§ 任务要求
根据这篇回忆父亲的文字,父亲在七十年代承包了什么?

§ 所给文本

++++++++

但无论如何,真心希望老爸的身体尽快好起来,也希望他心态能再放开一些,积极配合医嘱快快恢复语言功能,我还有一肚子的话要与他说,我还想听他讲当年在文工团时神彩飞扬的样子,谈谈他未曾告诉过我们的与妈妈的爱情逸事,告诉我们他在创业路上艰辛的历程,一同回忆我们小时候调皮的趣事,让他再给我们扯清那些我自己永远也理不清的红薯藤亲戚关系。

老爸九岁丧父,未再嫁的奶奶又当爹又当娘的把他们兄弟姐妹四人拉扯长大。而四个兄弟姐妹中,只有他能受到过初中的教育,是当时村里为数不多的读书人。只是后面他的命运曲折,未能一直吃上皇粮。七十年代他承包了供销社的照相馆,凭着从一而终的勤勉努力,不但让自己后半辈子吃穿用度不愁,并且还能让我们兄弟姐妹四个都受到较好的教育。

老爸自小爱画画,小时候在老家房子墙上,他用黑炭画了一幅老牛耕田的画,画得很是像模像样。后来我们一家搬到镇上,老房子久没人照应,在一场大雨中倒塌,那幅画也随着老房子永远的消失了。

后来他在文工团学会了画布景。在我小的时候,相馆里很多大幅水彩画布景都是他一笔一笔亲自涂抹出来的。虽然那些画现在看来很多色调和远近比例不尽完美,但那时对于农村人照相有如此布景已是难能可贵。再后来这种大幅的布景可以由放大了的相片替代,大多可以花钱购买所得,此后我再也没见他拿过画笔。

我其实也是喜欢画画的,但没有从一而终。而我的大儿子从小也爱画画,高考的时候力排众议参加了美术的艺考,估计是隔代遗传的基因在影响着罢。

老爸性格温和,待人和善,是十里八乡公认的老好人。他开的照相馆在镇上屹立几十年不倒,全因他待客不偏不倚,做人诚实守信所获的好囗碑得到的好结果。他对相片的质量总是精益求精,对答应下来的事总是说到做到,从不因为相片多或其他什么借囗拖延别人的取相日期。

印象中我们家的相馆全年无休,老爸白天照相,晚上冲洗相片,而且越是节假日越忙。他很少亲自参加村里红白喜事的活动,大多数是我妈带着孩子出席的。也因此让亲戚们颇有微词,但其实他又是最重亲情的。

外婆只有我妈一个女儿,外公早逝,外婆年纪大之后就由我妈接来同住。而那时奶奶也是由我爸养老。两个老人因为生活习性的不同,难免会有磕碰的时候,做为女婿和孝顺儿子,他在中间必是不可避免的成为夹心饼干。但印象中,我爸对俩人同等孝敬,从未见他对俩个老人有所怠慢。

++++++++

§ 指点数据集条目
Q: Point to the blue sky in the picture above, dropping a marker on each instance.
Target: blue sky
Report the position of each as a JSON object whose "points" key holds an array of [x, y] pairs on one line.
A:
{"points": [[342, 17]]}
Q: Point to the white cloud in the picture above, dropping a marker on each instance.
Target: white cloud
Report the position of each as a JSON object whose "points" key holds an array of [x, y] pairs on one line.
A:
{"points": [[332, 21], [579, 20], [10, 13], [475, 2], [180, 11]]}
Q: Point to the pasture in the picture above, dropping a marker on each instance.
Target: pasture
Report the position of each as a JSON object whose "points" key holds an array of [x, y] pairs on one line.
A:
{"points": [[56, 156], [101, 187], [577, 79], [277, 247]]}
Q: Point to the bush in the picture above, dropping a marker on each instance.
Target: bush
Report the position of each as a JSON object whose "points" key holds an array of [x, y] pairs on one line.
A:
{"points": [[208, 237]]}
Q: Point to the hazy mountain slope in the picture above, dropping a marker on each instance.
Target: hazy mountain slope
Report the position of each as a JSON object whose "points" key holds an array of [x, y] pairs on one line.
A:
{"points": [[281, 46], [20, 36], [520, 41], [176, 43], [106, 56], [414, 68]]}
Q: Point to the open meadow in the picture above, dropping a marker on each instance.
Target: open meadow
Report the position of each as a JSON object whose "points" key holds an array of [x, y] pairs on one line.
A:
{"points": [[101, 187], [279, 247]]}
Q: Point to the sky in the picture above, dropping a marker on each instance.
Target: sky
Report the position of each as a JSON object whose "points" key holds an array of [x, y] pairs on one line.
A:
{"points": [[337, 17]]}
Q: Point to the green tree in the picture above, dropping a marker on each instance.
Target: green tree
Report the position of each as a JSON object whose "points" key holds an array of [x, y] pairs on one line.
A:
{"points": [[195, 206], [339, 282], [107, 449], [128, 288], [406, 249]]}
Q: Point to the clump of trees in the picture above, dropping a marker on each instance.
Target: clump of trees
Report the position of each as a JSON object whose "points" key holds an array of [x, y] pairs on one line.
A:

++++++++

§ 参考答案
供销社的照相馆。